Your assignment
Copy exactly the lines of the records below, and only those lines, beginning with the line that contains "of the black" and ending with the line that contains "of the grassy".

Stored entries
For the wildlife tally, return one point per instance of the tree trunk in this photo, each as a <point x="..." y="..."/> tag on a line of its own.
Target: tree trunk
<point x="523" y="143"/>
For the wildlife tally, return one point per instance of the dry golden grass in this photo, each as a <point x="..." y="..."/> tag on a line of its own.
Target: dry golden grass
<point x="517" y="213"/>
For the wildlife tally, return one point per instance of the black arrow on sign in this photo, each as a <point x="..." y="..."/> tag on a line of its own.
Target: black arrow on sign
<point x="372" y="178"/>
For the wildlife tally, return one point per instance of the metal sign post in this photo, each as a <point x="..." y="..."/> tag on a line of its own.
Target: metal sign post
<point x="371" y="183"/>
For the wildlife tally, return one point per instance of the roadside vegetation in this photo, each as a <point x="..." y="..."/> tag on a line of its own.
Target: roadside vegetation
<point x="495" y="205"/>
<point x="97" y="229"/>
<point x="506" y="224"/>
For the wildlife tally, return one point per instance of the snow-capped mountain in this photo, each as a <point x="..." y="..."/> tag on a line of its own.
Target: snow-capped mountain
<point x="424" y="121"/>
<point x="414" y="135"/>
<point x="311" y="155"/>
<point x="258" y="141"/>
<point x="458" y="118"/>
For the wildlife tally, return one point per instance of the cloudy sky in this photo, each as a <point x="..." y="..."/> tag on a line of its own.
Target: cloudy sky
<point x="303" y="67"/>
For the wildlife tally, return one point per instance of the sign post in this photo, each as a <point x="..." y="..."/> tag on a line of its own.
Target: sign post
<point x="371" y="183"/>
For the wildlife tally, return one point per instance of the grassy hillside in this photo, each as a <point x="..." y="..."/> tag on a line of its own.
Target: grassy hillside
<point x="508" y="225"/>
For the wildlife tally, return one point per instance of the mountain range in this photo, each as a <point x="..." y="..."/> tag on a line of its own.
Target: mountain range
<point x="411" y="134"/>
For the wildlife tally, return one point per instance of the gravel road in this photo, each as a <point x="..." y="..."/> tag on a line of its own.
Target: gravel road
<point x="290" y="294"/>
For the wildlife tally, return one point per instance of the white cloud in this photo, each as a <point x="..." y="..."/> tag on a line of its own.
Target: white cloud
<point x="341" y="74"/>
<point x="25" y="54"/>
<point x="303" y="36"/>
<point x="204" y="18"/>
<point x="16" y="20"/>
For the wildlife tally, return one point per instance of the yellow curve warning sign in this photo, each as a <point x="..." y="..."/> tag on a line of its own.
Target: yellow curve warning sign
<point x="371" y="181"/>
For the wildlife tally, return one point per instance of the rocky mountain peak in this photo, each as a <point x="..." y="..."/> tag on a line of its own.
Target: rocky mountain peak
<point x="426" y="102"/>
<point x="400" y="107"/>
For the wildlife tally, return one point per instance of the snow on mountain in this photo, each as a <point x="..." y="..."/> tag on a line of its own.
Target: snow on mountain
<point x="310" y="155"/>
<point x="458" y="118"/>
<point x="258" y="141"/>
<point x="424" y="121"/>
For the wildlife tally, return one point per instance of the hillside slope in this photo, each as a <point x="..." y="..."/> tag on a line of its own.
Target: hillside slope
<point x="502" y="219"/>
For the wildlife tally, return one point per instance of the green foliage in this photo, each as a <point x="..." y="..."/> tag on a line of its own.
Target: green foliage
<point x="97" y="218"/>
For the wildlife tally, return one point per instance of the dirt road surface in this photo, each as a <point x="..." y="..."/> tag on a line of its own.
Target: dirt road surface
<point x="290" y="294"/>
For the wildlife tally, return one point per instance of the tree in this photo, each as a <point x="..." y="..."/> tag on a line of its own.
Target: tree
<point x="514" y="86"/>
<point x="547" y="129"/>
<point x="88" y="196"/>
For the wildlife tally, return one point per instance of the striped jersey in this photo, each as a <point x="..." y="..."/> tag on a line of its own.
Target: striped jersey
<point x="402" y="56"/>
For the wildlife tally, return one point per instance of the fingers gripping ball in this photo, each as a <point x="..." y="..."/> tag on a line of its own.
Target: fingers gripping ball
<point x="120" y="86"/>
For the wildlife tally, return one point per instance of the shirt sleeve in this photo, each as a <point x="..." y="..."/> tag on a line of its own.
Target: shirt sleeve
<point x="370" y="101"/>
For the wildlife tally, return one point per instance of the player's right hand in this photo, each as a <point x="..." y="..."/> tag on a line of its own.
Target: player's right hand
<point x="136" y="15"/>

Answer area
For the wildlife tally, return one point per instance of the black arrow on sign in this photo, each as a <point x="..." y="..."/> tag on a line of its own.
Target: black arrow on sign
<point x="372" y="178"/>
For the wildlife tally, return one point per instance of the metal sign post in this photo, each as a <point x="..." y="..."/> tag on a line of its own.
Target: metal sign post
<point x="371" y="183"/>
For the wildlife tally, return one point per instance of the roadside vegetation in this photo, each as a <point x="..." y="..."/> tag on a line of its own.
Target: roadside vegetation
<point x="495" y="205"/>
<point x="97" y="229"/>
<point x="506" y="224"/>
For the wildlife tally, return one point per instance of the snow-capped mountain in this photo, each as a <point x="..." y="..."/> tag on a line of its own.
Target: snow-capped mountain
<point x="424" y="121"/>
<point x="414" y="135"/>
<point x="311" y="155"/>
<point x="258" y="141"/>
<point x="458" y="118"/>
For the wildlife tally, return one point per instance of the cloudy sky in this photo, each as a <point x="..." y="..."/> tag on a line of its own.
Target: cloudy sky
<point x="303" y="67"/>
For the wildlife tally, return one point per instance of the sign post in this photo, each as a <point x="..." y="..."/> tag on a line of its own.
Target: sign post
<point x="371" y="183"/>
For the wildlife tally, return one point per instance of the grassy hillside in this photo, each as a <point x="..." y="..."/> tag on a line of its own.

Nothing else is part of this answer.